• _Exercise objective_: Lines from the one containing "of the door" through the end of the data are to be returned exactly, and no others.

• _Supplied records_:

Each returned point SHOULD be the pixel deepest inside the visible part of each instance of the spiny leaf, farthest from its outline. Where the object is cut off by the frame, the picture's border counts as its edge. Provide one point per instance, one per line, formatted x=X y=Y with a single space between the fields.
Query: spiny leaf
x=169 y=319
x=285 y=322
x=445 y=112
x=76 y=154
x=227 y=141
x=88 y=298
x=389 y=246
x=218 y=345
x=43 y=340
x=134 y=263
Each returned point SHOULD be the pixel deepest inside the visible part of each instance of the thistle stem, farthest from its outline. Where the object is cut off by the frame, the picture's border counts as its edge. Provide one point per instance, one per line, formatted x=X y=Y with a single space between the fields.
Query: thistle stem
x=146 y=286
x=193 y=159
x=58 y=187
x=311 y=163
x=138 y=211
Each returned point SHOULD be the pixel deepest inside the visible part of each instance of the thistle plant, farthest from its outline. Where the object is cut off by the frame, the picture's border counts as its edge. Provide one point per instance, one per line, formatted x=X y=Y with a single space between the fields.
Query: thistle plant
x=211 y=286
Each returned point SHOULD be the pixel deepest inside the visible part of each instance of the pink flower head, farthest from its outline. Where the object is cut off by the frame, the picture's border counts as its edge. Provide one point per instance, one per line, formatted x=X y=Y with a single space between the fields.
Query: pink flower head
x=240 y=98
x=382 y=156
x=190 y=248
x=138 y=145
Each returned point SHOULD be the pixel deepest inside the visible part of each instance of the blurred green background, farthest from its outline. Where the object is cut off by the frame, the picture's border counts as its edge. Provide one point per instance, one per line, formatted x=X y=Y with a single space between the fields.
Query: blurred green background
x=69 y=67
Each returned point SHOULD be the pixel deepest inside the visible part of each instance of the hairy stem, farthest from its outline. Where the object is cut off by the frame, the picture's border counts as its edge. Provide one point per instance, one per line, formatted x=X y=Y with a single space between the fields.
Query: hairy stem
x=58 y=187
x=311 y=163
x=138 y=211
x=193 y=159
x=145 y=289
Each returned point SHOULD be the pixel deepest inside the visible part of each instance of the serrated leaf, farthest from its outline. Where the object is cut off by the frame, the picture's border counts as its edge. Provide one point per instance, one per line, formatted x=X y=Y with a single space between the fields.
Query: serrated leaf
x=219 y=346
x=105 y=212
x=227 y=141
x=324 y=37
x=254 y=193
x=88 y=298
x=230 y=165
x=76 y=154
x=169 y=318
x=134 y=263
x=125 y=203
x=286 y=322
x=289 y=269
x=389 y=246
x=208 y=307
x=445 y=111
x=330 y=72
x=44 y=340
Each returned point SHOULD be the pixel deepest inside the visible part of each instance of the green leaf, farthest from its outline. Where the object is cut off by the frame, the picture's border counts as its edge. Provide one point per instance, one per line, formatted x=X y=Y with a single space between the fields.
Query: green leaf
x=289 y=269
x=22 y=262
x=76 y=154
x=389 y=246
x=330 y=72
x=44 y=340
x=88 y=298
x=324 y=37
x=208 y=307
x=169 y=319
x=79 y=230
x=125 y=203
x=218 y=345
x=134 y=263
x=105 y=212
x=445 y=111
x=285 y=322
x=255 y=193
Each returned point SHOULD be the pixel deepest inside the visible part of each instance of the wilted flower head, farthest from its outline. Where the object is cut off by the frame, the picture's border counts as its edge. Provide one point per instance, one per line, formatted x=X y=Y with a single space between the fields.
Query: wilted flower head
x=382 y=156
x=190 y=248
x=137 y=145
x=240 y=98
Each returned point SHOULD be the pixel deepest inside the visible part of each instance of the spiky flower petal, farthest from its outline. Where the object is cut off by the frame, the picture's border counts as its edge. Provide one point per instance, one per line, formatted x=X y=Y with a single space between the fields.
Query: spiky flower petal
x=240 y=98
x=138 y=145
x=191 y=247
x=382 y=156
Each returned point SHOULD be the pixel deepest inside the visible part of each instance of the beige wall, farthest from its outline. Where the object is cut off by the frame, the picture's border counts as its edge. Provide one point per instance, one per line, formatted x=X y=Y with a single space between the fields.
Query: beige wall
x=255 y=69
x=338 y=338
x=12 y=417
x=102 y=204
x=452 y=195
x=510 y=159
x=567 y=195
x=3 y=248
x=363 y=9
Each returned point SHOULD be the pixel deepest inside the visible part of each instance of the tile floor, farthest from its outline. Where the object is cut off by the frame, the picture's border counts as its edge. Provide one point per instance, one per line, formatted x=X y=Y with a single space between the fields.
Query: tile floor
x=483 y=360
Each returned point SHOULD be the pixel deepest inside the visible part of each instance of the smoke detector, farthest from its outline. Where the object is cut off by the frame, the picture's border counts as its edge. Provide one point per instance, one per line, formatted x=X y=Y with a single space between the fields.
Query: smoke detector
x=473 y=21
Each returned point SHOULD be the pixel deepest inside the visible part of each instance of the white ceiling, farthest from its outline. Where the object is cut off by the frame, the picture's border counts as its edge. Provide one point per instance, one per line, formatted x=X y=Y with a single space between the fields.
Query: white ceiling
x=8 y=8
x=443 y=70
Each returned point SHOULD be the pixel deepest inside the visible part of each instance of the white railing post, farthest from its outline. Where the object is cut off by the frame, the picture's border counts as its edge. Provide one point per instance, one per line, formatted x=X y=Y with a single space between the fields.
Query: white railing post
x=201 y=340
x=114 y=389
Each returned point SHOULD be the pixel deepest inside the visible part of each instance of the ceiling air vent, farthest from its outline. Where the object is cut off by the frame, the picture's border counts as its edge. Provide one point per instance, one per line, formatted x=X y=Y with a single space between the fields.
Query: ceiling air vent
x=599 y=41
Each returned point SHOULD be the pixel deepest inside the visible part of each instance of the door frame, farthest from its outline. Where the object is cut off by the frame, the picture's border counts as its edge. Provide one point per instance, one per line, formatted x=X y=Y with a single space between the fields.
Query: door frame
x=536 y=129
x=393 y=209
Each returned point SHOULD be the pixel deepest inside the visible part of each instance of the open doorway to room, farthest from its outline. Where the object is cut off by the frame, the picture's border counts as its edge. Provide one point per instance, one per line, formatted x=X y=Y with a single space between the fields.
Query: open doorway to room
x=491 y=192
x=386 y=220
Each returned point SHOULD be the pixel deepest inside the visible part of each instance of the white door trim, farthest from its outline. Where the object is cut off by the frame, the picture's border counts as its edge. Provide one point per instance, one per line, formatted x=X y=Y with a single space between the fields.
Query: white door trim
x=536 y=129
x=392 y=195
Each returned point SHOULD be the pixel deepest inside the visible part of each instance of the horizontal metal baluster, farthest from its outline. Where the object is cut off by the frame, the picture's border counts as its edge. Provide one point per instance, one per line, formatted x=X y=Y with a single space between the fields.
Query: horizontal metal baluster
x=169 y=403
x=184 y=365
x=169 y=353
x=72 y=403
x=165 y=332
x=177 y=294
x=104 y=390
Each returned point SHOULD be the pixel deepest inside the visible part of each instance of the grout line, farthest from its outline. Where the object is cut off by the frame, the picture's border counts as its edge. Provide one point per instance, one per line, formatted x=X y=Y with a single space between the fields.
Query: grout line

• _Task answer_:
Each returned point SHOULD be the pixel deepest inside the visible part of each instance of the door frame, farthest from its outline. Where the object is cut off by the frame, the picture's border counts as its edge. Provide one point per instance, one per line, formatted x=X y=Y with a single space between the fields.
Query: door frame
x=536 y=129
x=393 y=209
Each returned point SHOULD be the pixel deepest inside the visible part of each instance of the open doorway to room, farthest from its outline. Where the object is cut off by the frame, the picture's border counts as its edge. Provide one point per instance, one per line, formatted x=X y=Y with a single space between the fields.
Query: open doorway to room
x=491 y=192
x=386 y=220
Each returned point SHOULD be the pixel deepest inside the visible part of each instance of the white door trim, farthest from its outline. Where the object is cut off by the frame, the picture's border counts as its edge. Provide one point per instance, one per line, formatted x=X y=Y with a single space between the fields.
Query: white door trim
x=536 y=129
x=392 y=195
Each returned point SHOULD be the pixel deepest inside the visible part of each instance of the horizontal metal baluster, farthest from its outline. Where the object is cut off by the frame, the picture's border counts as its edge. Provide one point per instance, one per line, formatted x=X y=Y with a single space between the fields.
Query: horizontal metal baluster
x=169 y=403
x=184 y=365
x=169 y=353
x=72 y=403
x=165 y=332
x=177 y=294
x=104 y=390
Each returned point SHOULD be the pixel deepest inside the visible part of each instance of the grout line, farthest from its outline. Where the object is cut off by the frame, the picture's border counts as its edge. Provide one point per instance, one per line, formatted x=X y=Y with a single space between the fields.
Query: grout line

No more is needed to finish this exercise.